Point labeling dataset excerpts
BEGIN

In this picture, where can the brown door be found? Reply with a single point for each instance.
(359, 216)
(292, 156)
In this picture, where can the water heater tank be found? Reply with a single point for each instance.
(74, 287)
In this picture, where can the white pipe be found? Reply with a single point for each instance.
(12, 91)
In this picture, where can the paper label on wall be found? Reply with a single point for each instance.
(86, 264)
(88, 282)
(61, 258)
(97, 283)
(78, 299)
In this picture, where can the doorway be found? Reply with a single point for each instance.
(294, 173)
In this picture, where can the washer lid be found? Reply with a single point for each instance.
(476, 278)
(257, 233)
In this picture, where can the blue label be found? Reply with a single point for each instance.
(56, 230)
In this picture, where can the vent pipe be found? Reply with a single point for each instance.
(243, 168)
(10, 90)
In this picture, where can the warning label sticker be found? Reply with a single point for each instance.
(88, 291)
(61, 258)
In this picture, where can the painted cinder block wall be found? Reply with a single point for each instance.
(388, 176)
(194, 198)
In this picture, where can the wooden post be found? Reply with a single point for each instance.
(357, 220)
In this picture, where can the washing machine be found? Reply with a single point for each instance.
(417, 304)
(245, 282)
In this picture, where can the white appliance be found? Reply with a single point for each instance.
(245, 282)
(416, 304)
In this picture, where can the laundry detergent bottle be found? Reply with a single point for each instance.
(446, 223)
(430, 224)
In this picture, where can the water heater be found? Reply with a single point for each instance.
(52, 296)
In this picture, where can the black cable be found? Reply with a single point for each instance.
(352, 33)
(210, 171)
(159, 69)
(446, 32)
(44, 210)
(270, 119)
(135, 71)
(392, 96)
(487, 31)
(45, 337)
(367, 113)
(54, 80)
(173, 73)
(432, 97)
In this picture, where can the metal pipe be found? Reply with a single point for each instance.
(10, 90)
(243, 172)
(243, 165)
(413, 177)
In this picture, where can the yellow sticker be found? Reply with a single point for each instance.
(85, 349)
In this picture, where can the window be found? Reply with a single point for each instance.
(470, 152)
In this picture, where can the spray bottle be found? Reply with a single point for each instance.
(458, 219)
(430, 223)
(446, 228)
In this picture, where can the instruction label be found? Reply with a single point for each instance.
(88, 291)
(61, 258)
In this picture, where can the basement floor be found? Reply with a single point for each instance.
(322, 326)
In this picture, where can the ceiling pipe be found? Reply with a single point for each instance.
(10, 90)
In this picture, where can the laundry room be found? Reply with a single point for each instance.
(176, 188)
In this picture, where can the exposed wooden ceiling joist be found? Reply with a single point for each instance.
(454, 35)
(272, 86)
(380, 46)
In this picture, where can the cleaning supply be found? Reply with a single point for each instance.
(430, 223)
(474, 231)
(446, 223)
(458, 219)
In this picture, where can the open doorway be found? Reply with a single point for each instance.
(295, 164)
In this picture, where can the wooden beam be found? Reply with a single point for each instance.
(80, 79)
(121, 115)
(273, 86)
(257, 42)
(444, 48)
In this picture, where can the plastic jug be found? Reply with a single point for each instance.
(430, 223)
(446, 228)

END

● **JOB**: Reproduce the records word for word.

● **WRITTEN REPLY**:
In this picture, where can the brown door be found? Reply with a single point for each instance.
(359, 216)
(292, 156)
In this picture, where can the water heater tank be found? Reply with a single point for each instance.
(74, 287)
In this picture, where can the white pipe be found? Reply with a single point for each instance.
(12, 91)
In this picture, where can the paper label on wall be found? Reply with a single point for each instance.
(86, 264)
(88, 282)
(61, 258)
(97, 283)
(78, 299)
In this picture, where can the doorway be found? Reply with a single point for each instance.
(294, 173)
In this picture, where can the washer lid be found? Reply with a single point for each instance.
(476, 278)
(257, 233)
In this picture, where can the blue label be found? Reply with a single point for each instance.
(56, 230)
In this picture, where can the vent pipe be found? Reply with a single point for each instance.
(243, 168)
(10, 90)
In this picture, where can the warning label sticker be found? Reply with a single point for each instance.
(88, 291)
(61, 258)
In this picture, where can the painted cinder block wall be found? Reply with a single point for each instance.
(388, 176)
(194, 198)
In this picture, where can the wooden post be found? Reply with a single point for each instance.
(357, 220)
In this picture, where can the washing machine be found? Reply with a single point for each instance.
(417, 304)
(245, 282)
In this picture, where can the white appliance be found? Reply with a single point for each instance.
(245, 282)
(416, 304)
In this picture, where can the laundry detergent bottle be found? Reply with a single point for each instance.
(446, 223)
(430, 224)
In this picture, where can the water heater be found? Reply with a single point for each instance.
(52, 296)
In this picture, where can the black cable be found? Reply with a single point for each instance.
(352, 33)
(210, 171)
(159, 69)
(446, 32)
(44, 210)
(270, 119)
(135, 71)
(392, 96)
(487, 31)
(45, 337)
(367, 113)
(54, 80)
(173, 73)
(432, 97)
In this picture, where can the metal pipe be found? Reply with a single point for each instance.
(10, 90)
(243, 172)
(243, 165)
(413, 177)
In this picture, where can the yellow sticker be found? Reply with a single point for each instance.
(85, 349)
In this picture, where can the window be found? Reply with a single point for each instance.
(470, 152)
In this picture, where can the spray bottle be found? Reply with a single point for each instance.
(458, 219)
(430, 223)
(446, 228)
In this picture, where can the instruction label be found? Reply with a single point for each instance.
(88, 291)
(61, 258)
In this picture, where can the basement floor be found? Reply with a single point for each instance.
(322, 326)
In this picture, where can the ceiling pipe be found? Reply with a single point for each instance.
(10, 90)
In this picture, where can the laundry room be found? Reply with a single point for each instance.
(176, 188)
In this picture, where can the exposed wooden ceiling joist be found? Reply with a single point for each instance.
(454, 35)
(272, 86)
(380, 46)
In this picture, where can the cleaning supply be found? Reply with a single point for each instance.
(430, 223)
(474, 231)
(446, 223)
(458, 219)
In this picture, where can the open doorway be found? Reply with a single point for each instance.
(295, 164)
In this picture, where can the wooden beam be found? Reply with a single point for each instance.
(80, 79)
(121, 115)
(273, 86)
(257, 42)
(444, 48)
In this picture, where can the plastic jug be found? Reply with a single point for each instance.
(430, 223)
(446, 228)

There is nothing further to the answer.